*PROBLEM TO WORK ON*
Read through the listing, and wherever a line holds the word "shrub", return it.

BEGIN INFORMATION PROVIDED

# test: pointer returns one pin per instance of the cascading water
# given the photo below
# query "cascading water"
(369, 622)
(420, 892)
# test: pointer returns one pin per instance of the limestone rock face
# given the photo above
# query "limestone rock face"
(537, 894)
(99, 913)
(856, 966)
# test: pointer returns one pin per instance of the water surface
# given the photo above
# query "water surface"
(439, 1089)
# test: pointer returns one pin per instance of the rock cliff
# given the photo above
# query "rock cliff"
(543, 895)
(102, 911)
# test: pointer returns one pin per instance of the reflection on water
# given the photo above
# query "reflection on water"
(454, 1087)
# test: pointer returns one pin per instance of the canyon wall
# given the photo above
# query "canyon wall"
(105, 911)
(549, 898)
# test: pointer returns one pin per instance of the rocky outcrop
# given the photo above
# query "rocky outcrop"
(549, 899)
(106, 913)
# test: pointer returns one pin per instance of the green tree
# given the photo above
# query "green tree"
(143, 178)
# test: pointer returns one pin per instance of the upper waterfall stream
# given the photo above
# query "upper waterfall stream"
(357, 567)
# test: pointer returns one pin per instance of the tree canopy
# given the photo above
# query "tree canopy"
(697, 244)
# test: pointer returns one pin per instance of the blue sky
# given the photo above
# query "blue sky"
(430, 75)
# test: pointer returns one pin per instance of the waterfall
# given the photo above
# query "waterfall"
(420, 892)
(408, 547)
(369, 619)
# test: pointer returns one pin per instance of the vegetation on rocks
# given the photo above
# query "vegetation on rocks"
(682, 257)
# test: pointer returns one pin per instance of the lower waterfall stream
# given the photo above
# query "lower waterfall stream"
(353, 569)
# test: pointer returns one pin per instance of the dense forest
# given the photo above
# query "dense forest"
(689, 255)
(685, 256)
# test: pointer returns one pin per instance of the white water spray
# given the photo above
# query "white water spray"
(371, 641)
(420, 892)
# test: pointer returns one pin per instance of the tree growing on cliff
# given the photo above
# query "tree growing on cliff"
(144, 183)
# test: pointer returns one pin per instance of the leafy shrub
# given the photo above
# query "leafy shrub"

END INFORMATION PROVIDED

*ANSWER AREA*
# test: pointer returns one pin per instance of the leafy shrub
# query "leafy shrub"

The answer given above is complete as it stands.